### LISTA ZADAŃ
1: Wymień wszystkie osoby, które relacja z meczu Piasta z Zagłębiem podaje z imienia i nazwiska.
2: Napisz dalszy ciąg relacji z meczu Piasta z Zagłębiem, zaczynając od miejsca po jej ostatnim zdaniu.

Poza obiektywem #PIAZAG

07
gru

W niedzielnym spotkaniu 12. kolejki PKO Ekstraklasy Piast Gliwice zremisował na swoim stadionie z Zagłębiem Lubin 1-1. W poniższym artykule można przeczytać, co wydarzyło się podczas tego starcia, a mogło umknąć kibicom.

 

Mecz w pigułce
- Podopieczni Waldemara Fornalika rozpoczęli ten mecz od mocnego uderzenia. Gliwiczanie mogli wyjść na prowadzenie już w 8. minucie rywalizacji, ale Dominik Hładun zdołał wybronić strzał Jakuba Świerczoka. Bramkarz Zagłębia nie miał jednak szans niespełna 120 sekund później. Napastnik Piasta popisał się fantastycznym uderzeniem niemal z połowy boiska i otworzył wynik spotkania. - Trzeba przyznać, że niecodzienne uderzenie i z pewnością będzie kandydować może nawet do bramki sezonu - powiedział Martin Konczkowski. Radość Niebiesko-Czerwonych nie trwała jednak długo, ponieważ już w 14. minucie goście doprowadzili do wyrównania za sprawą bramki Samuela Mraza. Po stracie gola Niebiesko-Czerwoni próbowali ponownie wyjść na prowadzenie, tworząc sobie okazje, ale golkiper przyjezdnych skutecznie interweniował po uderzeniu Patryka Sokołowskiego, a Jakub Świerczok trafił w słupek. Po zmianie stron gliwiczanie zepchnęli Miedziowych do defensywy, ale nie potrafili przekuć swojej przewagi na kolejną bramkę. - W drugiej części mieliśmy przewagę, długo byliśmy w posiadaniu piłki na połowie rywala i stworzyliśmy sobie bardziej klarowne sytuacje. Zabrakło tylko tej zwycięskiej bramki - powiedział Jakub Holubek. - Na pewno nie jesteśmy zadowoleni z tego jednego punktu, bo naszym celem było zwycięstwo. Jest to zdobyty punkt z odrobiną niedosytu - podsumował trener Waldemar Fornalik.

### DOSTARCZONE MATERIAŁY
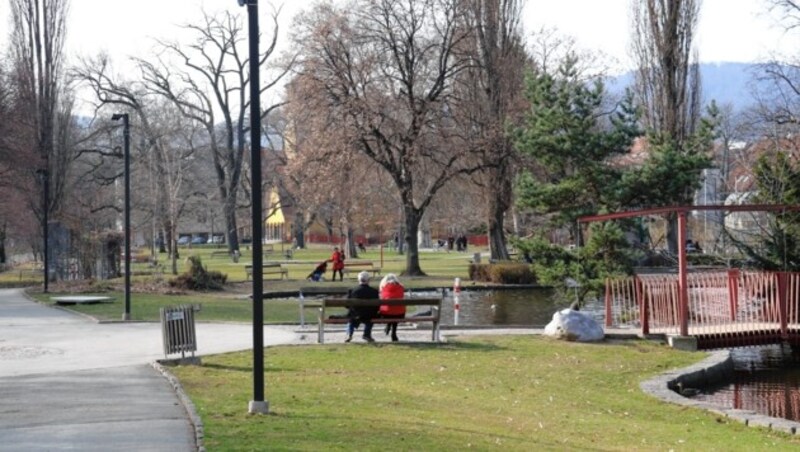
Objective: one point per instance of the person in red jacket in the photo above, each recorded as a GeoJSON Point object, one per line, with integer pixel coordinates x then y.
{"type": "Point", "coordinates": [390, 288]}
{"type": "Point", "coordinates": [338, 263]}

### ODPOWIEDZI DO ZADAŃ
1: Waldemar Fornalik, Dominik Hładun, Jakub Świerczok, Martin Konczkowski, Samuel Mraz, Patryk Sokołowski, Jakub Holubek

2:
 

Reakcje mediów
Sport: "Świetny początek meczu, kapitalny gol Jakuba Świerczoka i… to by było na tyle emocji w Gliwicach. Co z tego, że Piast był bardziej konkretny od Zagłębia, jak gospodarze dopisują sobie tylko jeden punkt, a mogły być trzy."

 

Interia.pl: "Ozdobą meczu na stadionie przy ulicy Okrzei była bramka zdobyta przez Jakuba Świerczoka z połowy boiska! Dla napastnika jedenastki z Gliwic było to czwarte trafienie w czwartym kolejnym spotkaniu."

 

Onet.pl: "Po intensywnych pierwszych fragmentach meczu, spotkanie straciło na emocjach. Brakowało dokładności i wykreowania sytuacji. Obie drużyny powinny szanować zdobyty punkt. Zarówno Piast, jak i Zagłębie mieli swoje szanse, by przechylić szalę zwycięstwa na swoją stronę. Remis jest najbardziej sprawiedliwym rezultatem."

 

Najlepszy zawodnik (wg Instat Index)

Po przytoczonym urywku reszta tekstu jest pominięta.